* begin Dataset content *

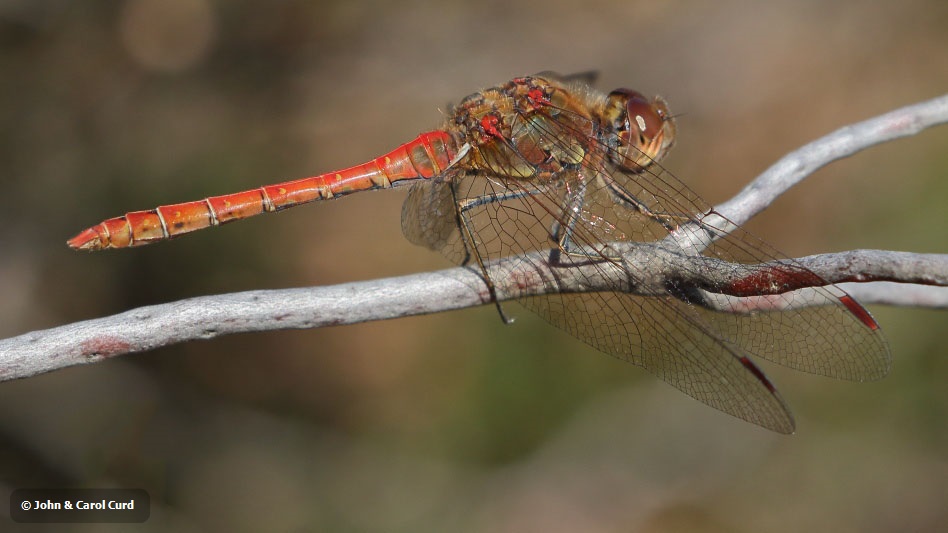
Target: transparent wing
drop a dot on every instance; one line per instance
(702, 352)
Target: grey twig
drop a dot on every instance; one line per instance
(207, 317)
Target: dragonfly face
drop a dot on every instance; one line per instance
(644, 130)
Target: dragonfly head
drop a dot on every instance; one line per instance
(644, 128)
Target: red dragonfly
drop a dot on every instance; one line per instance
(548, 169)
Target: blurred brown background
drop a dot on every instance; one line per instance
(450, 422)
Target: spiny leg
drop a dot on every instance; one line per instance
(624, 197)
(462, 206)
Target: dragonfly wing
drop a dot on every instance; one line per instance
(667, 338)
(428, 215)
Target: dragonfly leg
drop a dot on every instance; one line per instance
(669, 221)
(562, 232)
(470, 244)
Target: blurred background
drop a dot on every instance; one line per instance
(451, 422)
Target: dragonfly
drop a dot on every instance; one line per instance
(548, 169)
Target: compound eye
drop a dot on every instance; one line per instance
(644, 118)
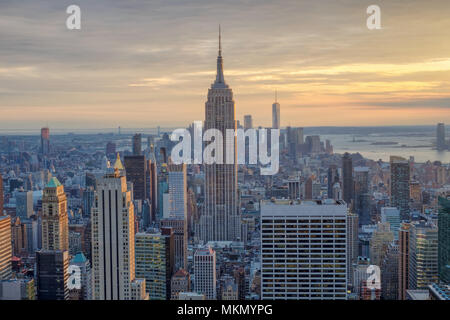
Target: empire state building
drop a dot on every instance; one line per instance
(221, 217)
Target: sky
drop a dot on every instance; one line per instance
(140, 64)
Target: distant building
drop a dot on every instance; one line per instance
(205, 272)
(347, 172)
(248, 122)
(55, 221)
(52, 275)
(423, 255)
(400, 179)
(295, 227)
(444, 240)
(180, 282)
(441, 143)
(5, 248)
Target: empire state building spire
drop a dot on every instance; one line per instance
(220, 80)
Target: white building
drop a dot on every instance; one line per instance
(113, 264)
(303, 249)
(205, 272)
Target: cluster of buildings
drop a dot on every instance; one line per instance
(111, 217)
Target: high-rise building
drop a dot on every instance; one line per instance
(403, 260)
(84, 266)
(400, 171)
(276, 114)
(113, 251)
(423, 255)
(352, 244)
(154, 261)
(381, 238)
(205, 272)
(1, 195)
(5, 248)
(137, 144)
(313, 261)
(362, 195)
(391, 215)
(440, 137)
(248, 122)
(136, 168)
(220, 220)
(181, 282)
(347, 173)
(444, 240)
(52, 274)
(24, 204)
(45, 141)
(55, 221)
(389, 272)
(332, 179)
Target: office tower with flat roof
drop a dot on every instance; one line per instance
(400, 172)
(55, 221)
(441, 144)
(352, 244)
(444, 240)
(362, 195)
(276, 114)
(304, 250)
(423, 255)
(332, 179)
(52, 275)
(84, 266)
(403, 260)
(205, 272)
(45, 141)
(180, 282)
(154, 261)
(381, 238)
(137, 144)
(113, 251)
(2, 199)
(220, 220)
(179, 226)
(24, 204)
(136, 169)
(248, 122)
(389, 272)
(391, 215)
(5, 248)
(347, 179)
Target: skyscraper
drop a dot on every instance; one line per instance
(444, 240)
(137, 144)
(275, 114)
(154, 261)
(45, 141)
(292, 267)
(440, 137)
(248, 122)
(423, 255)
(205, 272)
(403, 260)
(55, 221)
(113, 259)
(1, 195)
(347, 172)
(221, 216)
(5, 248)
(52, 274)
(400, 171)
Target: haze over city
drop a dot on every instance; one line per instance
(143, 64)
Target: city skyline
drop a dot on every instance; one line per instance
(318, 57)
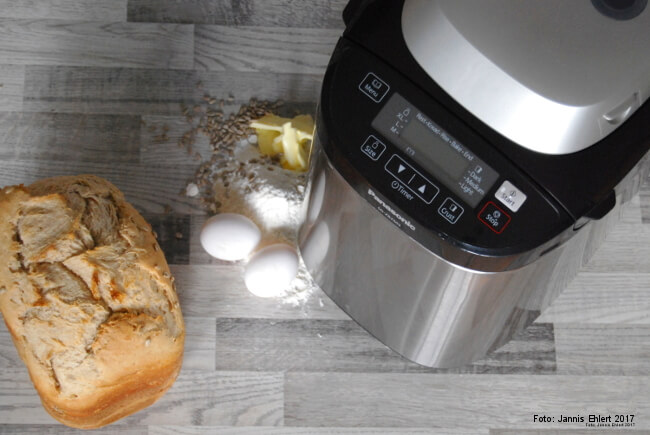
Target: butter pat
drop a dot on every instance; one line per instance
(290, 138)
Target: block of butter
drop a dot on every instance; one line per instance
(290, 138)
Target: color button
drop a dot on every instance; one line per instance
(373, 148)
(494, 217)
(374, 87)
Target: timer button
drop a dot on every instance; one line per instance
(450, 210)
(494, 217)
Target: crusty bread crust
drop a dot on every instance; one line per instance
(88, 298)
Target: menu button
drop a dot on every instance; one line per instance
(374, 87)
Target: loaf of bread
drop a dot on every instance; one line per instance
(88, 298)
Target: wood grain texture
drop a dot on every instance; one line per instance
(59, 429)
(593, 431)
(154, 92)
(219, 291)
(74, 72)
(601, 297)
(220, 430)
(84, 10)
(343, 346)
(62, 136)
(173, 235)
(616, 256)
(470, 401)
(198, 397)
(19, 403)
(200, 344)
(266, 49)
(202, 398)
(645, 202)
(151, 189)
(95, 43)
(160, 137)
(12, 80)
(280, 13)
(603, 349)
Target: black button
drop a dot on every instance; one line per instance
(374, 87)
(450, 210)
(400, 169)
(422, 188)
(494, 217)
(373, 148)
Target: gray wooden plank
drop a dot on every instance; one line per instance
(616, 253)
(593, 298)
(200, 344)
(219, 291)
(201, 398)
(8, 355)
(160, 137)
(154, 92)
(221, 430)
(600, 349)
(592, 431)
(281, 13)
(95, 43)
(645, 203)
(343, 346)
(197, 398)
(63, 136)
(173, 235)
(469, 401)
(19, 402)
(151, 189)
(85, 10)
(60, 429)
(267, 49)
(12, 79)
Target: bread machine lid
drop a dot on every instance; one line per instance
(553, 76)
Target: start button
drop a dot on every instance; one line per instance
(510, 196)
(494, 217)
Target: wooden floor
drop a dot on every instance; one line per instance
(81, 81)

* end Dataset content *
* begin Dataset content *

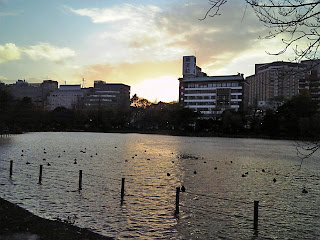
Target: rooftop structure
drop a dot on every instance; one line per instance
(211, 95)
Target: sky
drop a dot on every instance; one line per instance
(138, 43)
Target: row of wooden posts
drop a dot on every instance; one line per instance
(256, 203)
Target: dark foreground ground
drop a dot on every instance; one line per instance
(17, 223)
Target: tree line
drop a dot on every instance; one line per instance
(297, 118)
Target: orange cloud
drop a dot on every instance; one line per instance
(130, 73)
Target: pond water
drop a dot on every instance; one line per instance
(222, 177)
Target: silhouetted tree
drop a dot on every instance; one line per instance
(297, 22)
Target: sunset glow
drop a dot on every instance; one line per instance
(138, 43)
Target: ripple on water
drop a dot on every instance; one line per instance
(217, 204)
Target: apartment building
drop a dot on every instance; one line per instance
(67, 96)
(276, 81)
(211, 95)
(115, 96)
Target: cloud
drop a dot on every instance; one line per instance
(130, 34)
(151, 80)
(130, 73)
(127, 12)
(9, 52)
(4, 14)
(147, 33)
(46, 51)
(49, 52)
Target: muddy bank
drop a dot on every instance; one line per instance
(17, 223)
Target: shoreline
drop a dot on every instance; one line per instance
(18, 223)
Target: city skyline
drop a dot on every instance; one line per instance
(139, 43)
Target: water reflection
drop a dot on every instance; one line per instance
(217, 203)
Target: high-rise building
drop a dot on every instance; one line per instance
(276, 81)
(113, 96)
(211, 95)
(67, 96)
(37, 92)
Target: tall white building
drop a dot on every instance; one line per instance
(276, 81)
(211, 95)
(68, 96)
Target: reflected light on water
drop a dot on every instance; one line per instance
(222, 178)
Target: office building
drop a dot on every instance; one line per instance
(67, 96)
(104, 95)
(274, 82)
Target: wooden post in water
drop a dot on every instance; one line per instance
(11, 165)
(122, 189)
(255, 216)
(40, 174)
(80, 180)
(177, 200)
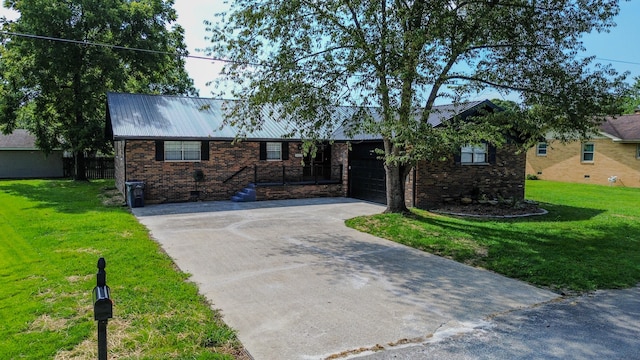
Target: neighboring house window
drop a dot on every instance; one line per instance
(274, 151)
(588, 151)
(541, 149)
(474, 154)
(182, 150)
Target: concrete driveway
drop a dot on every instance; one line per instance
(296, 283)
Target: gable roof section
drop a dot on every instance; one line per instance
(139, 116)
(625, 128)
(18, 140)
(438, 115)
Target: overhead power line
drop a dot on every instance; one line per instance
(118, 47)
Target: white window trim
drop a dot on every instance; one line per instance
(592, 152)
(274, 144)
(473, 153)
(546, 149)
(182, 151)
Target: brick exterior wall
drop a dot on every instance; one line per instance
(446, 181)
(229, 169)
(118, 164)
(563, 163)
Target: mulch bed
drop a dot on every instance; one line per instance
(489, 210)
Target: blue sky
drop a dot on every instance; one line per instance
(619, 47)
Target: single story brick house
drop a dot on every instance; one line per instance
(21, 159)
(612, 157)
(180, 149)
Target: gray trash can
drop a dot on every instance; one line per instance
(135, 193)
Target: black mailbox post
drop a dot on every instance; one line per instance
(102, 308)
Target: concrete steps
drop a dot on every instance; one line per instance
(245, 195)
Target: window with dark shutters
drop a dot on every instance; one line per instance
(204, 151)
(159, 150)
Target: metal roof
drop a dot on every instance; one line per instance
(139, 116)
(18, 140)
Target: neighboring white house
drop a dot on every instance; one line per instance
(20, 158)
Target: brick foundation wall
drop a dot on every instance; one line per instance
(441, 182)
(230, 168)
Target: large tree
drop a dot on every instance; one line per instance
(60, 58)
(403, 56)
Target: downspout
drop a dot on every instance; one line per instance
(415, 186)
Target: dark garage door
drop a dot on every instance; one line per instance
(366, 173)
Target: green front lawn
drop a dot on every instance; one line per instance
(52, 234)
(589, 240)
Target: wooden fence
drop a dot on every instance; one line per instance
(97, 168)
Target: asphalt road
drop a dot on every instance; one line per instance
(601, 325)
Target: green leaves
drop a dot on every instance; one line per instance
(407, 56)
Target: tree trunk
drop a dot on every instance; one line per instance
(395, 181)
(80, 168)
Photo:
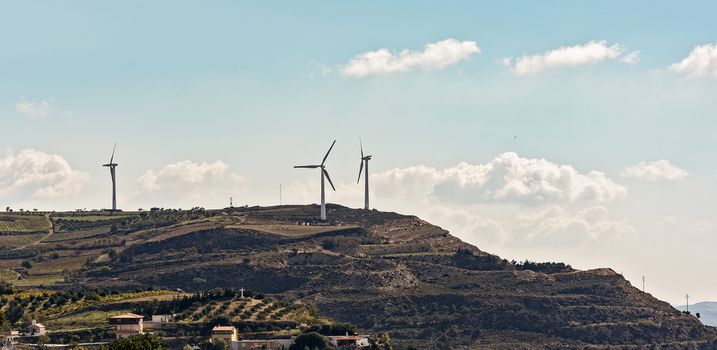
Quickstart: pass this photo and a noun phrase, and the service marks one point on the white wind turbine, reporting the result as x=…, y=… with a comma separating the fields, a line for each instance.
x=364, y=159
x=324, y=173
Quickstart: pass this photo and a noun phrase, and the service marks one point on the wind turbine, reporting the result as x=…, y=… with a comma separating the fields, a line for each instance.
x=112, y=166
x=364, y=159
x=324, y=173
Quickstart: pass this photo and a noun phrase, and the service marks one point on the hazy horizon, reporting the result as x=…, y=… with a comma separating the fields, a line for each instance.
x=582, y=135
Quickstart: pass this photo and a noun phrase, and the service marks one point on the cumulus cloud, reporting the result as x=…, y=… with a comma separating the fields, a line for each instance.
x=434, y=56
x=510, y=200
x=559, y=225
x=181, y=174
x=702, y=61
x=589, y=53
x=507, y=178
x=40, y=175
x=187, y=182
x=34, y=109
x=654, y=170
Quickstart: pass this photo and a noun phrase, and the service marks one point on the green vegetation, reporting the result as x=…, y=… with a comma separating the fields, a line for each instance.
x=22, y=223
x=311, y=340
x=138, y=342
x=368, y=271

* end Dataset content *

• _Request_
Gather every line in the data above that contains the word "butter", copying each one in full. Case counts.

• _Answer to this exercise_
Target: butter pat
Target: block of butter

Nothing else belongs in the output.